_Work to complete_: Exactly as written, reproduce the lines from the one that contains "Query: wide stone step" through the end of the records.

_Provided records_:
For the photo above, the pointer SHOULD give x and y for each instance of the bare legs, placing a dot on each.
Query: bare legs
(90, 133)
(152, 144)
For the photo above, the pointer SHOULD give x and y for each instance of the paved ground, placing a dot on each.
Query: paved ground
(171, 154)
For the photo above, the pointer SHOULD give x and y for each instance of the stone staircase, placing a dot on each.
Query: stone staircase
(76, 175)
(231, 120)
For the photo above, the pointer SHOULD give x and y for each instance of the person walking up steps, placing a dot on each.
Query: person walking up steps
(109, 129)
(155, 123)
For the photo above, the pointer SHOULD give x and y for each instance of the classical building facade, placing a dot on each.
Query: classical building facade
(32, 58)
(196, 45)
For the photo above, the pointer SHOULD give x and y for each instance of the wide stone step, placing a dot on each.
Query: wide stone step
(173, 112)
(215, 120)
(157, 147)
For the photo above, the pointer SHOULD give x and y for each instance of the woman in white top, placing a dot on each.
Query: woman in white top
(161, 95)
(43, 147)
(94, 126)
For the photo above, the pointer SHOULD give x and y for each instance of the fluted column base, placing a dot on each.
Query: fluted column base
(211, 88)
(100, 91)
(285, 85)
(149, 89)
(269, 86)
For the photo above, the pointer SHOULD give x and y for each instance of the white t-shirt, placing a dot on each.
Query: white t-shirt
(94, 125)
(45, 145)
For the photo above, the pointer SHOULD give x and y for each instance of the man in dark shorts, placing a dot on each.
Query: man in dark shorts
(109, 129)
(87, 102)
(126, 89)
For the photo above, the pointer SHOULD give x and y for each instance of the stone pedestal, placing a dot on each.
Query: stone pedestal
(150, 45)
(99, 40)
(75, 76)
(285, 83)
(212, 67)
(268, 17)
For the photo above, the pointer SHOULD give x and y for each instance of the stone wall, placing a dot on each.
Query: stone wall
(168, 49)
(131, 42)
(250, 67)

_Exercise output_:
Query: wide stone step
(173, 112)
(215, 120)
(157, 147)
For the photo above, the pointer SHOULD give x and y for each instance of the woman in white top, placing a dot on each.
Query: woman in white top
(161, 95)
(43, 147)
(94, 126)
For the photo above, the pointer SHOULD give x and y for each instance of the fluted column base, placing a dot on each.
Query: fluted column base
(211, 88)
(100, 91)
(285, 85)
(149, 89)
(269, 86)
For the photo above, the pointer SHOULD give x and y for each instance of the white t-shirt, placing a dot on each.
Query: white t-shirt
(94, 125)
(45, 145)
For the photo above, the pointer SHOULD give x and y for each instance of the man in dark shorts, placing a dot on each.
Query: man in dark shorts
(109, 129)
(87, 102)
(126, 89)
For the photo above, the pointer SHOULD give x and y for each instance of the stone pedestal, placing a dot on each.
Query: stone pedestal
(150, 45)
(99, 40)
(75, 76)
(285, 83)
(212, 67)
(268, 17)
For the photo above, the pointer SHOULD give x and y for each instance of the stone wall, placing a dot on each.
Query: stone wall
(168, 49)
(131, 42)
(250, 67)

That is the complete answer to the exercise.